WHAT YOU WILL DO
Reproduce all of the data below, substituting "image coordinates" for each occurrence of "pixel coordinates" and leaving everything else unchanged.

________________________

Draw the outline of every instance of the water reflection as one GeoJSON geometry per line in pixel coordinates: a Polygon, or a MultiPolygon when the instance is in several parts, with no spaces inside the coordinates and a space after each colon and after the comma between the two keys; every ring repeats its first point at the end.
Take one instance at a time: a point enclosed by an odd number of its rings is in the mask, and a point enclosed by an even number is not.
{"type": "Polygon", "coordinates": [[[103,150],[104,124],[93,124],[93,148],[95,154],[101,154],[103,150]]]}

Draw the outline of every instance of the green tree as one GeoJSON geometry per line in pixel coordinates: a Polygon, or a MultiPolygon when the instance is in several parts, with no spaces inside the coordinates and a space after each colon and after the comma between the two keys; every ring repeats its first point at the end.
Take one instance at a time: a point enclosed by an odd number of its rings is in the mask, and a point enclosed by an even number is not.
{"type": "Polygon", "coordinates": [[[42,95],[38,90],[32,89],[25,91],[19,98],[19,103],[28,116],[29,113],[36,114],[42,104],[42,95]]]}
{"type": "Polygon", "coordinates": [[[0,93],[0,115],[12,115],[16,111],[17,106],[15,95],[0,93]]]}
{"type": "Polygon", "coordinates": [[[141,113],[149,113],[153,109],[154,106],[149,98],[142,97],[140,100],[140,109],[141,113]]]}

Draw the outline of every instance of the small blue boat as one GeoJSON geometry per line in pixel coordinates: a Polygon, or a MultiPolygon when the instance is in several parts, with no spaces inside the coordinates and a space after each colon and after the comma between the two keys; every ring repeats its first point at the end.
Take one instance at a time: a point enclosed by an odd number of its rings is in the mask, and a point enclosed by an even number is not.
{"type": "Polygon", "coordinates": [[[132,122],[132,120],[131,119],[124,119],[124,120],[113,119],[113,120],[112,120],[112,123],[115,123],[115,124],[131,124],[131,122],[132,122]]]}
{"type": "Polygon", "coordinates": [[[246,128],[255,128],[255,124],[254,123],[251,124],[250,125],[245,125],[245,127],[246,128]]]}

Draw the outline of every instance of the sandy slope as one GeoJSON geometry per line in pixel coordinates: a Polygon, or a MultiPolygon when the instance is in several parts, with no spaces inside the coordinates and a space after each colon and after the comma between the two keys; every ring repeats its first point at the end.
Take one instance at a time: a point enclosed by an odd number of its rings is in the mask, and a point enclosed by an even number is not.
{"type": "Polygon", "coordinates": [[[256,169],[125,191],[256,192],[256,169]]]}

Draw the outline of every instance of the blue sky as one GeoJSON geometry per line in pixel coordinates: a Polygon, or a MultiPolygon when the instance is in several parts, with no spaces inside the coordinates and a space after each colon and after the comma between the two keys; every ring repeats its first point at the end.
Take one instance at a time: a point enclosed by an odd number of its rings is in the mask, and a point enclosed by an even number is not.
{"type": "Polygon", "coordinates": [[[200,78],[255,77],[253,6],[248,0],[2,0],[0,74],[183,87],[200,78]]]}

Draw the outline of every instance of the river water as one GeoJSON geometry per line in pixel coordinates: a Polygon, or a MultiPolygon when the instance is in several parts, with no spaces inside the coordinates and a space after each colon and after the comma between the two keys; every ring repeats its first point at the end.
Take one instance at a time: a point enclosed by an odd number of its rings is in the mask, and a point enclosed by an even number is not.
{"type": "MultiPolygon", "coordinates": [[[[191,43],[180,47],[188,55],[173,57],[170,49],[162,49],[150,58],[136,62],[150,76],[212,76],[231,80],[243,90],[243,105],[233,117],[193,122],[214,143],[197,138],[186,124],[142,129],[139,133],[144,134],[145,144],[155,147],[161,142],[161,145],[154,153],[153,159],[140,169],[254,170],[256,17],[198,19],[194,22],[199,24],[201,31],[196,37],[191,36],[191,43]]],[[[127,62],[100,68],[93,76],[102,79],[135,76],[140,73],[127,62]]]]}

________________________

THE ANSWER
Draw the outline of every instance of the water reflection as one GeoJSON geometry per line in image coordinates: a Polygon, or a MultiPolygon when the instance is in several parts, with no spaces inside the coordinates and a space after each colon and after the comma between the two keys; every ring repeats its first point at the end.
Take one instance at a time: a point enclosed by an odd number of its rings is in the mask, and a point enclosed by an even number is not.
{"type": "Polygon", "coordinates": [[[103,150],[104,124],[93,124],[93,148],[95,154],[101,154],[103,150]]]}

Draw the outline of every instance of the green tree as one GeoJSON geometry per line in image coordinates: a Polygon, or a MultiPolygon when the instance is in several parts, with no spaces inside the coordinates and a space after each colon and after the comma between the two keys; every ring repeats its first point at the end.
Take one instance at a time: a point enclosed by an odd number of its rings is in the mask, and a point enclosed by an even number is not.
{"type": "Polygon", "coordinates": [[[42,95],[38,90],[32,89],[25,91],[19,98],[19,103],[28,116],[29,113],[36,114],[42,104],[42,95]]]}
{"type": "Polygon", "coordinates": [[[0,93],[0,115],[12,115],[16,111],[17,106],[15,95],[0,93]]]}
{"type": "Polygon", "coordinates": [[[141,113],[149,113],[153,109],[154,106],[149,98],[142,97],[140,100],[140,109],[141,113]]]}

Draw the outline of every instance of the small blue boat as one GeoJSON geometry per line in image coordinates: a Polygon, or a MultiPolygon when the instance is in several parts, with no spaces inside the coordinates and a space after each colon and after the comma between the two keys; every ring repeats its first point at the end.
Take one instance at a time: a point enclosed by an odd number of its rings is in the mask, and a point enclosed by an even number is not.
{"type": "Polygon", "coordinates": [[[132,122],[132,120],[131,119],[124,119],[124,120],[113,119],[113,120],[112,120],[112,123],[115,123],[115,124],[131,124],[131,122],[132,122]]]}
{"type": "Polygon", "coordinates": [[[246,128],[255,128],[255,124],[254,123],[251,124],[250,125],[245,125],[245,127],[246,128]]]}

Draw the outline of every instance of the sandy slope as one GeoJSON geometry per line in image coordinates: a Polygon, or a MultiPolygon when the instance is in several parts, with no spaces inside the coordinates and a space after each colon and after the comma between the two keys; every ring repeats its first point at the end.
Take one instance at a time: a point enclosed by an odd number of its rings is in the mask, and a point enclosed by an even number is not.
{"type": "Polygon", "coordinates": [[[256,169],[125,191],[256,192],[256,169]]]}

Draw the outline of every instance of the blue sky as one GeoJSON geometry per line in image coordinates: a Polygon, or a MultiPolygon when the instance is in several parts, with no spaces inside the coordinates and a space after each colon and after the comma between the two keys; every ring repeats its first point at the end.
Take one instance at a time: a point enclosed by an odd number of its rings is in the mask, and a point enclosed by an even number is not.
{"type": "Polygon", "coordinates": [[[200,78],[255,77],[253,6],[248,0],[2,0],[0,74],[183,87],[200,78]]]}

Draw the outline of every instance of the river water as one GeoJSON geometry per line in image coordinates: a Polygon, or a MultiPolygon when the instance is in several parts, with no spaces inside the coordinates and a space after each colon and after the comma between the two keys; every ring repeats its first point at the end.
Take one instance at a time: a point enclosed by an odd number of its rings is in the mask, and a point enclosed by an even number is not.
{"type": "MultiPolygon", "coordinates": [[[[191,43],[180,47],[188,55],[173,57],[170,49],[162,49],[150,58],[136,62],[150,76],[212,76],[231,80],[243,90],[243,105],[233,117],[193,122],[214,143],[197,138],[186,124],[142,129],[139,133],[144,134],[145,144],[155,147],[161,142],[161,145],[154,153],[153,159],[140,169],[254,170],[256,17],[198,19],[194,22],[199,24],[201,31],[196,37],[191,36],[191,43]]],[[[127,62],[100,68],[93,76],[102,79],[135,76],[140,73],[127,62]]]]}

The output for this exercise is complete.